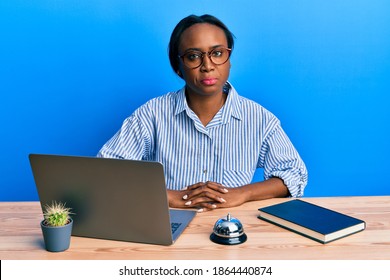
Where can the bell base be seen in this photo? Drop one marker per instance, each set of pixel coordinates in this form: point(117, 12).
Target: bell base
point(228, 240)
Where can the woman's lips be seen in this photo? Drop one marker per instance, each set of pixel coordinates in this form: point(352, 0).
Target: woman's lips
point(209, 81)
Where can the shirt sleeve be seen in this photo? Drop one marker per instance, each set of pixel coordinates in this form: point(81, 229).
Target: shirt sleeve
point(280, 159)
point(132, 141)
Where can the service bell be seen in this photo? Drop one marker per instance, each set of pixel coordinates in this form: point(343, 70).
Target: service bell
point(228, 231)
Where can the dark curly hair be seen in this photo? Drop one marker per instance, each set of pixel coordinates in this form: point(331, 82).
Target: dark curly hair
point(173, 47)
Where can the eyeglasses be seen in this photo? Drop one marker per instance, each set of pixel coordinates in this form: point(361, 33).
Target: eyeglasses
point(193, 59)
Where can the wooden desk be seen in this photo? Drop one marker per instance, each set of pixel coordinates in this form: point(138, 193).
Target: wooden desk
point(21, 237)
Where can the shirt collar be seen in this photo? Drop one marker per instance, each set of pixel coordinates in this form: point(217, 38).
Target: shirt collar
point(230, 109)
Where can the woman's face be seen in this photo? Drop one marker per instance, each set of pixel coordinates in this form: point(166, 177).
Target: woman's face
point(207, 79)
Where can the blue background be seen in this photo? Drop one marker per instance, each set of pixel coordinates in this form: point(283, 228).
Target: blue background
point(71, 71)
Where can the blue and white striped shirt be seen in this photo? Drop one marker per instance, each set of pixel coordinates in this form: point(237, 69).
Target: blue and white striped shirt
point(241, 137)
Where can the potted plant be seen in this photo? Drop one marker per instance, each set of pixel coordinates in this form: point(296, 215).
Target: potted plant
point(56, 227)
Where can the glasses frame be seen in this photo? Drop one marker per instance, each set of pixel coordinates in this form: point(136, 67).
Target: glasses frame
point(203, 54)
- - - - - - -
• _Written problem_:
Rewrite every entry above as a single numbered list with no blank lines, and leave the pictures out.

• _Answer for this exercise_:
1. Where can the bell base be seen in this photo? Drop one marker per instance, each set of pixel coordinates in this form: point(117, 12).
2. Target: bell base
3. point(228, 240)
4. Where can the woman's lips be seen in this photo? Drop one marker per instance, each set of pixel coordinates in this form: point(352, 0).
5. Target: woman's lips
6. point(209, 81)
7. Where can the shirt sleeve be seen in this photo? Drop one marker per instance, each set of pixel coordinates in this form: point(81, 229).
8. Target: shirt sleeve
9. point(280, 159)
10. point(132, 141)
11. Where can the service bell be seen in this photo? Drop one marker per instance, each set of pixel coordinates in this form: point(343, 70).
12. Target: service bell
13. point(228, 231)
14. Where can the dark curly hair be seen in this photo? Drop one marker per instance, each set of pixel coordinates in this form: point(331, 82).
15. Target: dark curly hair
16. point(173, 47)
17. Where can the eyeglasses be seen in this photo? Drop one marker per instance, each set of pixel coordinates in this form: point(361, 33).
18. Target: eyeglasses
19. point(193, 59)
20. Where can the wooden desk be seen in this photo? Drop one marker per instance, each set of pixel coordinates in this form: point(138, 193).
21. Target: wooden desk
22. point(21, 237)
23. Where can the shirt collar be seen in this photo? Drop one marker per instance, each set of pixel coordinates in this form: point(217, 38).
24. Target: shirt collar
25. point(230, 109)
26. Where can the woman's face be seen in this photo? Drop one marker per instance, each set of pixel coordinates in this form: point(166, 177).
27. Target: woman's face
28. point(207, 79)
29. Where can the blue background be seen in this photo? Drop one marker per instance, each set of pixel coordinates in this form: point(283, 228).
30. Target: blue background
31. point(71, 71)
32. Where can the blue and white striped shirt be seen in this photo? Drop one marker per instance, each set of pixel coordinates in this form: point(237, 69).
33. Target: blue and white striped shirt
34. point(241, 137)
35. Where can the potted plant be seen in this photo? Drop one marker per instance, each set of pixel coordinates in this form: point(296, 215).
36. Target: potted plant
37. point(56, 227)
38. Where can the glasses frame be seen in this photo? Drop one marker per instance, each set of pixel coordinates in this form: point(136, 67).
39. Target: glasses frame
40. point(203, 54)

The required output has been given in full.